Task goal: Swap "Verify" for "Confirm" in every row below, and leave everything else unchanged.

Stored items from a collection
_ _ _ _
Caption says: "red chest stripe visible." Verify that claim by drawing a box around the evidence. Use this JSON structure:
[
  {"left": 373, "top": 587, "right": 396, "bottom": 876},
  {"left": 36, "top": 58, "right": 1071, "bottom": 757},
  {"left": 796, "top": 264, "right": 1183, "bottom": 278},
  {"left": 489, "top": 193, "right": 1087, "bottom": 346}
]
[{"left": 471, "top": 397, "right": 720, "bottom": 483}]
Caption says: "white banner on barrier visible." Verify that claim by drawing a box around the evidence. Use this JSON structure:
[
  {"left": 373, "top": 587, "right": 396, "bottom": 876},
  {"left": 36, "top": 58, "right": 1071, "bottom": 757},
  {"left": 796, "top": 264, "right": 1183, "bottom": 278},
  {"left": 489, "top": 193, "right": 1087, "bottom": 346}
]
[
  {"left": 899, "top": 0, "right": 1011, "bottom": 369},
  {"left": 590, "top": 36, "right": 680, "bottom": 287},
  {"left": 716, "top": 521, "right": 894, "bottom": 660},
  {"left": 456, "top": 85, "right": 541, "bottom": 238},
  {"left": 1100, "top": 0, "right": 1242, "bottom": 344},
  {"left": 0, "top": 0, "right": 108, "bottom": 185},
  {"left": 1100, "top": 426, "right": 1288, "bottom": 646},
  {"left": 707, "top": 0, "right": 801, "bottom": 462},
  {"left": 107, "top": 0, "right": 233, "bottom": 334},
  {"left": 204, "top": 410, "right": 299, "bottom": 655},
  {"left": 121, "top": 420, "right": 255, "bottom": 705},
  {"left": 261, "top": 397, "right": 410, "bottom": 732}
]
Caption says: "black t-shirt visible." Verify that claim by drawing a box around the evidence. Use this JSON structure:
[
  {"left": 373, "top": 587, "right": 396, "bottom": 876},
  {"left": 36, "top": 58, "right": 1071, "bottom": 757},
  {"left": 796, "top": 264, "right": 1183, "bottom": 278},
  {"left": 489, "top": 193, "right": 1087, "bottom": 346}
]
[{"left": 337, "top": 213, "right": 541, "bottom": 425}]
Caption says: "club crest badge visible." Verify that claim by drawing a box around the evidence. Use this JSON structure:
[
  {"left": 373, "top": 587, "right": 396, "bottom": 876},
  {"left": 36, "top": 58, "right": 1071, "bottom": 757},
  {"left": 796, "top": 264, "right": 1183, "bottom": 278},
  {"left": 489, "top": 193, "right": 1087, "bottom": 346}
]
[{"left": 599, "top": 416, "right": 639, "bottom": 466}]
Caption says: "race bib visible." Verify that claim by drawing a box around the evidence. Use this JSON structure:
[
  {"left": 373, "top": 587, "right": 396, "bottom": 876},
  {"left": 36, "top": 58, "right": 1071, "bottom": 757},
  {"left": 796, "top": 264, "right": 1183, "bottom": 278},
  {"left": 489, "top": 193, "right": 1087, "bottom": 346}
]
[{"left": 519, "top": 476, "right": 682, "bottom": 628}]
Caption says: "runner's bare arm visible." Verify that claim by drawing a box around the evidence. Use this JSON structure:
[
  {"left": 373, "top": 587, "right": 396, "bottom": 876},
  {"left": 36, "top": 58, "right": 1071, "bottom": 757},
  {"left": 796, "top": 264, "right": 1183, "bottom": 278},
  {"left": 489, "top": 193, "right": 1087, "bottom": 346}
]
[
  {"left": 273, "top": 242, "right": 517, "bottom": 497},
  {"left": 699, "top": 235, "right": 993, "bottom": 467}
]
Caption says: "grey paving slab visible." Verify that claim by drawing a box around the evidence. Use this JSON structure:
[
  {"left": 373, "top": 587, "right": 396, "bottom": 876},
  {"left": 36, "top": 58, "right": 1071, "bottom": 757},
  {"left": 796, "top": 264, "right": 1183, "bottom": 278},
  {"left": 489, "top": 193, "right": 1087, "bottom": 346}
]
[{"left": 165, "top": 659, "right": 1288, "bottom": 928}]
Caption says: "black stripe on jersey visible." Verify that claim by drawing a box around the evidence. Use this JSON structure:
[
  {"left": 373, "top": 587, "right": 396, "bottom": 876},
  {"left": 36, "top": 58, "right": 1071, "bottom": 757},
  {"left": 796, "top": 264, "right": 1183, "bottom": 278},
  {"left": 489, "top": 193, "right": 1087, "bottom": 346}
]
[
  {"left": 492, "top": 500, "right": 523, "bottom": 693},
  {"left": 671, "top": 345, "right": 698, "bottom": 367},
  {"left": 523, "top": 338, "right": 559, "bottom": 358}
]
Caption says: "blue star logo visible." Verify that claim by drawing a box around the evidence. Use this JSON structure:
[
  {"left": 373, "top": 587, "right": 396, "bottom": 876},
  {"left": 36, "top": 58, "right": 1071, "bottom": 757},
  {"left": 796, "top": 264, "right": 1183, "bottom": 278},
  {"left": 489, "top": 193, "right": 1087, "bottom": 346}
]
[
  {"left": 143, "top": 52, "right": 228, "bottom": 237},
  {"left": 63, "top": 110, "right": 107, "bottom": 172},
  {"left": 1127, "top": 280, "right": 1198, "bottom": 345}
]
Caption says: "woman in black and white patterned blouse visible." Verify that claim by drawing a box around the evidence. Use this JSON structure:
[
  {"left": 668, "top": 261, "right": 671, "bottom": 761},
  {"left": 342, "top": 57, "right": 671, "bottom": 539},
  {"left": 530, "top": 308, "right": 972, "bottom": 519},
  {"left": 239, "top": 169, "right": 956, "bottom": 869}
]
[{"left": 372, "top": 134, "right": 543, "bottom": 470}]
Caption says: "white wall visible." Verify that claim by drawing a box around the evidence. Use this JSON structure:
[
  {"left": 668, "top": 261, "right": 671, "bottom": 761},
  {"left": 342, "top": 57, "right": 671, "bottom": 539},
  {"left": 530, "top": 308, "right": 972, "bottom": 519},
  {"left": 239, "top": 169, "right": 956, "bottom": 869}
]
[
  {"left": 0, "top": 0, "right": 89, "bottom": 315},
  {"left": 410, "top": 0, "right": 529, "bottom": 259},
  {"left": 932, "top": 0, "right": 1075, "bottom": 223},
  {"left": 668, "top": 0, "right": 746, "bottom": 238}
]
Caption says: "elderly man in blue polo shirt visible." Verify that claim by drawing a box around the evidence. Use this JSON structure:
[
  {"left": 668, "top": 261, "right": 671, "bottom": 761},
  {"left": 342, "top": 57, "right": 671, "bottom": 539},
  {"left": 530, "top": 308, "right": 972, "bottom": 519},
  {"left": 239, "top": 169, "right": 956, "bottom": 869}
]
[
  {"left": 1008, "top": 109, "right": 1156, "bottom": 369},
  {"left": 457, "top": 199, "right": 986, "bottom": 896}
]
_ _ _ _
Answer for the task:
Caption says: "red chest stripe visible." Confirm that claim by drawing a box around the evidence. Use this JSON structure:
[
  {"left": 373, "top": 587, "right": 396, "bottom": 876},
  {"left": 36, "top": 58, "right": 1071, "bottom": 757},
  {"left": 796, "top": 264, "right": 1183, "bottom": 278},
  {"left": 489, "top": 193, "right": 1087, "bottom": 346}
]
[{"left": 471, "top": 397, "right": 720, "bottom": 483}]
Caption says: "white banner on barrier visible." Confirm that claim by drawing a box around the evidence. Use this JSON structure:
[
  {"left": 373, "top": 587, "right": 396, "bottom": 876},
  {"left": 36, "top": 58, "right": 1071, "bottom": 757},
  {"left": 796, "top": 264, "right": 1183, "bottom": 278},
  {"left": 489, "top": 193, "right": 1087, "bottom": 346}
]
[
  {"left": 899, "top": 0, "right": 1011, "bottom": 369},
  {"left": 590, "top": 36, "right": 680, "bottom": 287},
  {"left": 716, "top": 521, "right": 894, "bottom": 660},
  {"left": 456, "top": 85, "right": 541, "bottom": 238},
  {"left": 1100, "top": 0, "right": 1242, "bottom": 344},
  {"left": 0, "top": 0, "right": 108, "bottom": 185},
  {"left": 1100, "top": 426, "right": 1288, "bottom": 646},
  {"left": 707, "top": 0, "right": 801, "bottom": 462},
  {"left": 107, "top": 0, "right": 233, "bottom": 334},
  {"left": 204, "top": 410, "right": 299, "bottom": 655},
  {"left": 121, "top": 420, "right": 255, "bottom": 705},
  {"left": 261, "top": 397, "right": 410, "bottom": 732}
]
Caption says: "black t-shirt visible." Confirm that claim by drawing a box around the evidence. Use this JSON structure:
[
  {"left": 373, "top": 587, "right": 396, "bottom": 876},
  {"left": 36, "top": 58, "right": 1071, "bottom": 757},
  {"left": 796, "top": 264, "right": 1183, "bottom": 278},
  {"left": 489, "top": 193, "right": 1087, "bottom": 346}
]
[{"left": 337, "top": 213, "right": 541, "bottom": 425}]
Caption says: "club crest badge visible." Confirm that claim by drawing a box around the evidence. Use this JSON structure:
[
  {"left": 373, "top": 587, "right": 396, "bottom": 876},
  {"left": 36, "top": 58, "right": 1071, "bottom": 757},
  {"left": 796, "top": 264, "right": 1183, "bottom": 278},
  {"left": 489, "top": 193, "right": 1087, "bottom": 346}
]
[{"left": 599, "top": 416, "right": 639, "bottom": 466}]
Caption says: "race bib visible." Confirm that claim by drawing a box around the evidence. Use this JSON structure:
[
  {"left": 373, "top": 587, "right": 396, "bottom": 876},
  {"left": 36, "top": 58, "right": 1071, "bottom": 757},
  {"left": 796, "top": 264, "right": 1183, "bottom": 278},
  {"left": 489, "top": 193, "right": 1087, "bottom": 346}
]
[{"left": 519, "top": 476, "right": 682, "bottom": 628}]
Caption says: "runner's bare arm visible." Confirm that claim by drawing a box around the evidence. Use this JSON structure:
[
  {"left": 373, "top": 587, "right": 396, "bottom": 876},
  {"left": 36, "top": 58, "right": 1071, "bottom": 757},
  {"left": 796, "top": 264, "right": 1183, "bottom": 278},
  {"left": 489, "top": 193, "right": 1087, "bottom": 346}
]
[
  {"left": 273, "top": 242, "right": 517, "bottom": 497},
  {"left": 699, "top": 235, "right": 993, "bottom": 467}
]
Caption says: "grey paving slab visible." Confirm that claim by drawing a box around the evidence. Use this JSON structure:
[
  {"left": 373, "top": 587, "right": 396, "bottom": 876},
  {"left": 36, "top": 58, "right": 1071, "bottom": 757},
  {"left": 796, "top": 264, "right": 1183, "bottom": 278},
  {"left": 489, "top": 193, "right": 1087, "bottom": 346}
]
[{"left": 165, "top": 659, "right": 1288, "bottom": 928}]
Caption says: "black stripe on jersey visible." Confirm that claim by drawing a box around the evidence. Use this JSON structure:
[
  {"left": 373, "top": 587, "right": 396, "bottom": 876},
  {"left": 36, "top": 58, "right": 1071, "bottom": 757},
  {"left": 796, "top": 264, "right": 1183, "bottom": 278},
  {"left": 489, "top": 193, "right": 1087, "bottom": 346}
]
[
  {"left": 492, "top": 500, "right": 523, "bottom": 693},
  {"left": 671, "top": 345, "right": 698, "bottom": 367},
  {"left": 523, "top": 338, "right": 559, "bottom": 358}
]
Caption says: "blue star logo visible." Confirm that claim by drawing a box around the evidence. Use this JSON structure:
[
  {"left": 373, "top": 587, "right": 396, "bottom": 876},
  {"left": 36, "top": 58, "right": 1071, "bottom": 757},
  {"left": 796, "top": 264, "right": 1183, "bottom": 278},
  {"left": 489, "top": 193, "right": 1087, "bottom": 346}
]
[
  {"left": 143, "top": 52, "right": 228, "bottom": 237},
  {"left": 63, "top": 110, "right": 107, "bottom": 172},
  {"left": 1127, "top": 280, "right": 1198, "bottom": 345}
]
Caption says: "woman in black and white patterned blouse visible." Confirm that claim by drawing a box around the evidence. Use this JSON structure:
[
  {"left": 668, "top": 261, "right": 671, "bottom": 761},
  {"left": 342, "top": 57, "right": 671, "bottom": 539},
  {"left": 530, "top": 308, "right": 972, "bottom": 519},
  {"left": 239, "top": 169, "right": 956, "bottom": 869}
]
[{"left": 372, "top": 134, "right": 543, "bottom": 470}]
Caption says: "white wall visible." Confirm that claim by drawing a box around the evidence. Use this JSON structure:
[
  {"left": 668, "top": 261, "right": 671, "bottom": 761},
  {"left": 342, "top": 57, "right": 671, "bottom": 539},
  {"left": 530, "top": 308, "right": 972, "bottom": 519},
  {"left": 239, "top": 169, "right": 956, "bottom": 869}
]
[
  {"left": 0, "top": 0, "right": 89, "bottom": 315},
  {"left": 410, "top": 0, "right": 529, "bottom": 259},
  {"left": 932, "top": 0, "right": 1075, "bottom": 223},
  {"left": 668, "top": 0, "right": 746, "bottom": 238}
]
Caption says: "elderly man in blue polo shirt visible." Confirm that claim by drawing a box around the evidence. Use this JSON structure:
[
  {"left": 668, "top": 261, "right": 671, "bottom": 761},
  {"left": 342, "top": 57, "right": 671, "bottom": 539},
  {"left": 530, "top": 308, "right": 972, "bottom": 519},
  {"left": 239, "top": 169, "right": 956, "bottom": 869}
]
[
  {"left": 1008, "top": 109, "right": 1156, "bottom": 369},
  {"left": 457, "top": 199, "right": 986, "bottom": 896}
]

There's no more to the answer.